> [ASSIGNED TASK A]
In the article below about two Fort Frances medical students, how many hours per week are students sent into the community for placements?
> [ASSIGNED TASK B]
Write the next part of the article about the two Fort Frances medical students, starting after its last sentence.

> [TEXT SEGMENT]
-- Opening Marker --

Local med students enjoy first few months in school

Heather Latter

Lucas Keffer and Dylan Thompson of Fort Frances currently are attending the Northern Ontario School of Medicine (NOSM) in Thunder Bay and both say they’ve enjoyed the first few months of med school.
“It’s a really active learning environment as opposed to the kind of didactic lectures you get in more a traditional school,” Thompson noted.
“From the word go, we’re already out in the community helping as we learn.”
Keffer said his favourite thing about med school so far is the community placements.
“They send us out into the community for three hours every week and we rotate through different places,” he explained, citing some of the placements he’s had so far have included Shopper’s Drug Mart and a home oxygen business called Medigas.
“I also spent some time with a doctor in St. Joseph’s care group doing geriatric assessments for dementia patients,” Keffer noted, adding this week he’s scheduled to head in to observe surgery at the Thunder Bay Regional Health Sciences Centre.

-- Closing Marker --

> [SOURCE MATERIAL]
-- Opening Marker --

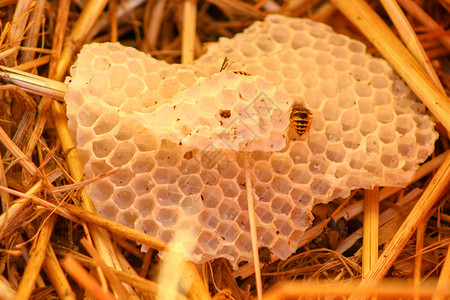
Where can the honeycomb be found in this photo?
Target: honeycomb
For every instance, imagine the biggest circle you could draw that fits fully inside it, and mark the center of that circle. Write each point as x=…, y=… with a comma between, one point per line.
x=188, y=175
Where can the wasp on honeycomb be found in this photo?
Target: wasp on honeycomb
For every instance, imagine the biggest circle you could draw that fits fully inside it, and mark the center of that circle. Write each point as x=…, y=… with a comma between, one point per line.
x=301, y=119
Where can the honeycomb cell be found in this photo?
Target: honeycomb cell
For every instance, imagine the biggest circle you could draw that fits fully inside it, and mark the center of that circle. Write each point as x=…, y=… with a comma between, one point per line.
x=103, y=146
x=264, y=212
x=145, y=204
x=229, y=209
x=122, y=177
x=265, y=237
x=167, y=195
x=335, y=152
x=282, y=205
x=385, y=115
x=145, y=141
x=118, y=76
x=333, y=132
x=281, y=185
x=142, y=163
x=127, y=217
x=403, y=124
x=331, y=111
x=281, y=164
x=228, y=230
x=300, y=174
x=319, y=186
x=352, y=139
x=190, y=184
x=149, y=226
x=229, y=188
x=123, y=153
x=105, y=123
x=123, y=197
x=368, y=124
x=350, y=119
x=227, y=169
x=168, y=217
x=100, y=167
x=142, y=183
x=212, y=196
x=283, y=225
x=387, y=134
x=264, y=192
x=207, y=240
x=169, y=155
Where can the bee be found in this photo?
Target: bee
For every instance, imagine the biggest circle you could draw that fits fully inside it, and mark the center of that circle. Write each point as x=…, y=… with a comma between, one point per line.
x=301, y=119
x=227, y=64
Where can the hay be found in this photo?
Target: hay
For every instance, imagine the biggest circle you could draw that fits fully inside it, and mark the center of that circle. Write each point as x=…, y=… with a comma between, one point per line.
x=48, y=226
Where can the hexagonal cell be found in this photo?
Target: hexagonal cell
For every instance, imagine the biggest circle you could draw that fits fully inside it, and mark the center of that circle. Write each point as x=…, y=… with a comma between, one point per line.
x=190, y=184
x=145, y=204
x=350, y=119
x=347, y=99
x=229, y=188
x=300, y=174
x=169, y=154
x=229, y=209
x=227, y=168
x=118, y=75
x=281, y=163
x=211, y=196
x=167, y=194
x=352, y=139
x=107, y=210
x=284, y=226
x=301, y=195
x=99, y=167
x=167, y=216
x=281, y=185
x=282, y=205
x=127, y=217
x=319, y=165
x=335, y=152
x=263, y=192
x=165, y=175
x=385, y=114
x=358, y=160
x=142, y=162
x=320, y=186
x=145, y=141
x=169, y=87
x=374, y=167
x=372, y=144
x=208, y=241
x=228, y=230
x=368, y=124
x=407, y=146
x=403, y=124
x=105, y=123
x=209, y=177
x=387, y=133
x=264, y=212
x=142, y=184
x=262, y=171
x=265, y=235
x=126, y=130
x=123, y=197
x=104, y=146
x=165, y=235
x=390, y=160
x=123, y=153
x=209, y=218
x=148, y=226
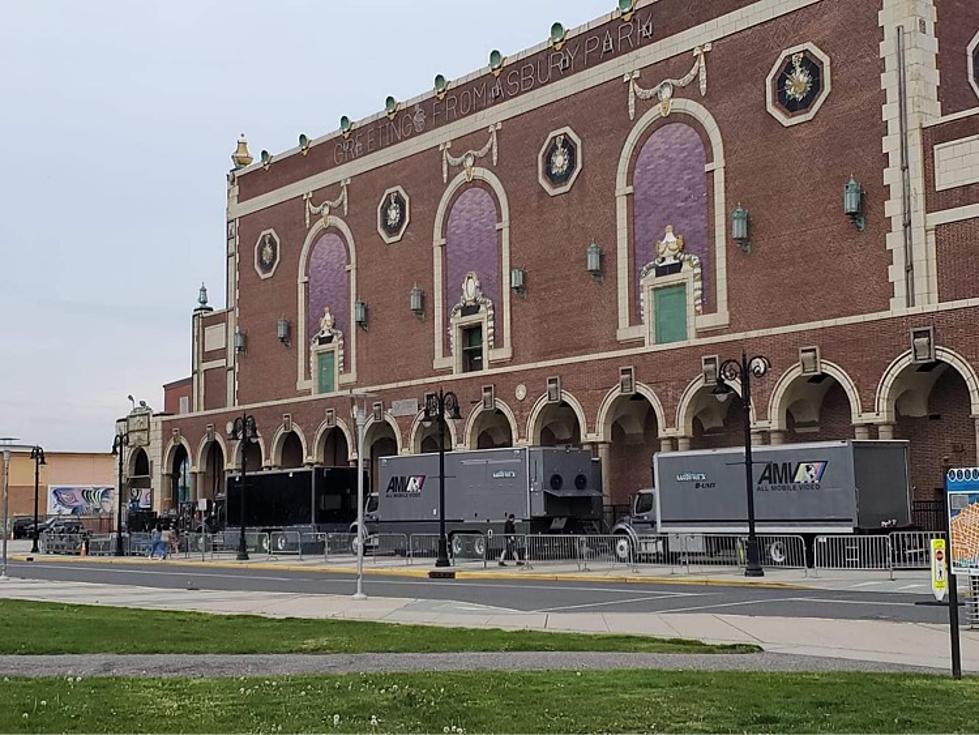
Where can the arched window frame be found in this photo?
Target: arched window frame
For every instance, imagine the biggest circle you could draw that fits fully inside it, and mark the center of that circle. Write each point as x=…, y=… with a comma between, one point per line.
x=306, y=354
x=692, y=113
x=492, y=351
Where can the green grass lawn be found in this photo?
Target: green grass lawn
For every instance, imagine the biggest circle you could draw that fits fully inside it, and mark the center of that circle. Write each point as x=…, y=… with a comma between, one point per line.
x=496, y=702
x=29, y=627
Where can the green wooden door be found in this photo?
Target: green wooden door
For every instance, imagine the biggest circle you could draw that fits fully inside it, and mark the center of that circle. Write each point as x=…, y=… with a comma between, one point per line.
x=670, y=309
x=326, y=364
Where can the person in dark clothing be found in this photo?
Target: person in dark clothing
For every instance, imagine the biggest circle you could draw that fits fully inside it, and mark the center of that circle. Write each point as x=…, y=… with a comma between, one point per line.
x=510, y=541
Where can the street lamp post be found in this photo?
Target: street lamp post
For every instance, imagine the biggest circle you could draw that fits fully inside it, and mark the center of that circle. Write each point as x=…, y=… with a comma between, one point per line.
x=744, y=370
x=37, y=454
x=119, y=443
x=438, y=407
x=243, y=429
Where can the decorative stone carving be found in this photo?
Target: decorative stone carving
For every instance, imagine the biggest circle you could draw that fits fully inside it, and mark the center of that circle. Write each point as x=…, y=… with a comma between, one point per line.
x=664, y=90
x=325, y=209
x=469, y=159
x=473, y=302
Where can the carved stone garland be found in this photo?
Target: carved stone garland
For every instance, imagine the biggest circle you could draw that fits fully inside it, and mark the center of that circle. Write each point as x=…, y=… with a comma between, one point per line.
x=472, y=296
x=670, y=252
x=325, y=209
x=328, y=335
x=665, y=89
x=468, y=159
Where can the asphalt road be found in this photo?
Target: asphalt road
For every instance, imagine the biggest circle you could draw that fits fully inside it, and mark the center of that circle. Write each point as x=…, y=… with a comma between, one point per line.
x=524, y=596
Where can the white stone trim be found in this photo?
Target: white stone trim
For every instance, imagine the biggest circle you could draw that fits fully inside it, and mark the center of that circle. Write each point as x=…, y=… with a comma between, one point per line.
x=973, y=72
x=732, y=338
x=624, y=190
x=470, y=427
x=957, y=163
x=392, y=239
x=532, y=436
x=320, y=437
x=923, y=107
x=491, y=353
x=884, y=400
x=278, y=254
x=713, y=30
x=777, y=412
x=771, y=104
x=279, y=440
x=579, y=162
x=603, y=425
x=304, y=383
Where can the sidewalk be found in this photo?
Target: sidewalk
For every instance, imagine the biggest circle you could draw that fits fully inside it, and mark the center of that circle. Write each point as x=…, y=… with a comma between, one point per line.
x=909, y=582
x=905, y=644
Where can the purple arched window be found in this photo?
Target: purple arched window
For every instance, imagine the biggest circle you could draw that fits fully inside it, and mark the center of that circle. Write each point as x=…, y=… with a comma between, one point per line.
x=329, y=284
x=471, y=245
x=671, y=189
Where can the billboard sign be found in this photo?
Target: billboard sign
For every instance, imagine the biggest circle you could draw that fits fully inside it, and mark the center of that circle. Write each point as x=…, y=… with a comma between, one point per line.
x=962, y=490
x=81, y=500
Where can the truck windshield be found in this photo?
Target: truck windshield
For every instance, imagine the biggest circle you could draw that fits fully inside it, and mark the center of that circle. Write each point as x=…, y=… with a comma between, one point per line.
x=644, y=503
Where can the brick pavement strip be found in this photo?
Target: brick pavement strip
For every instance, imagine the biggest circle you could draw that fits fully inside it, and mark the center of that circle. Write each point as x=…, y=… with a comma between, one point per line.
x=152, y=666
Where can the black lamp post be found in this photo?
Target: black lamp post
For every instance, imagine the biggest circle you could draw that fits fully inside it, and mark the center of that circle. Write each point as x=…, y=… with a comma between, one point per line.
x=37, y=454
x=438, y=407
x=243, y=429
x=744, y=370
x=119, y=442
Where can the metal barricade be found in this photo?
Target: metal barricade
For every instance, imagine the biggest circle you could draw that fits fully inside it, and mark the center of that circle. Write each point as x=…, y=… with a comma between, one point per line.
x=866, y=553
x=912, y=549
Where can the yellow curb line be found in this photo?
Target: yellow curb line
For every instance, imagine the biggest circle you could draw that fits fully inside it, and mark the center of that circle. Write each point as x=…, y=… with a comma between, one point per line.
x=422, y=573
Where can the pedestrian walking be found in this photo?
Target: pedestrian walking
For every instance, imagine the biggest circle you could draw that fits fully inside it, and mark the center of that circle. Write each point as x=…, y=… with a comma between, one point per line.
x=510, y=541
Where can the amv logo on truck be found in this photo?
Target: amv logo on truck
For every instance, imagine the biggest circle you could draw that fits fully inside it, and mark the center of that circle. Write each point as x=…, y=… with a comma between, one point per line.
x=792, y=476
x=405, y=486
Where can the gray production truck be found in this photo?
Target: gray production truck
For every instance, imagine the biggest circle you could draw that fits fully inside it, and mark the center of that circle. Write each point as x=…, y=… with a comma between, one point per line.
x=549, y=490
x=836, y=487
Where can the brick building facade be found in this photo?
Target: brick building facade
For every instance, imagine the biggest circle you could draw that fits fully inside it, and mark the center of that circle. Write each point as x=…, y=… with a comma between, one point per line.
x=552, y=239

-- Closing Marker --

> [TASK RESPONSE A]
Three hours every week.

> [TASK RESPONSE B]
“We get to do a lot of different things. It’s a lot of fun getting to see everything,” he enthused.
He added the first-year students only have one lecture a week, which “is a nice change.”
“We have a lot of small group discussions, which I also really like because instead of just listening to a lecture, we can talk things out and bring questions up in a smaller setting,” he reasoned.
And while admitting he didn’t know what he was getting himself into when he was accepted to med school, Keffer said it’s more enjoyable than he thought it would be.
“I didn’t have a lot of expectations,” he remarked, saying school is still quite busy but it’s a lot of information more than anything.
Being able to learn about plenty of different areas might be why both currently are interested in becoming family physicians.
“There’s just so many ways you can go with it,” Thompson said. “When you are doing rural practice, you have a much wider scope of practice than a family physician in the city.”
At this point, both Thompson and Keffer indicated they would like to return to Fort Frances to practise upon completing med school and their residencies.
“But that is still many years away and things could certainly change, but right now I’d like to come back to Fort Frances,” Keffer remarked.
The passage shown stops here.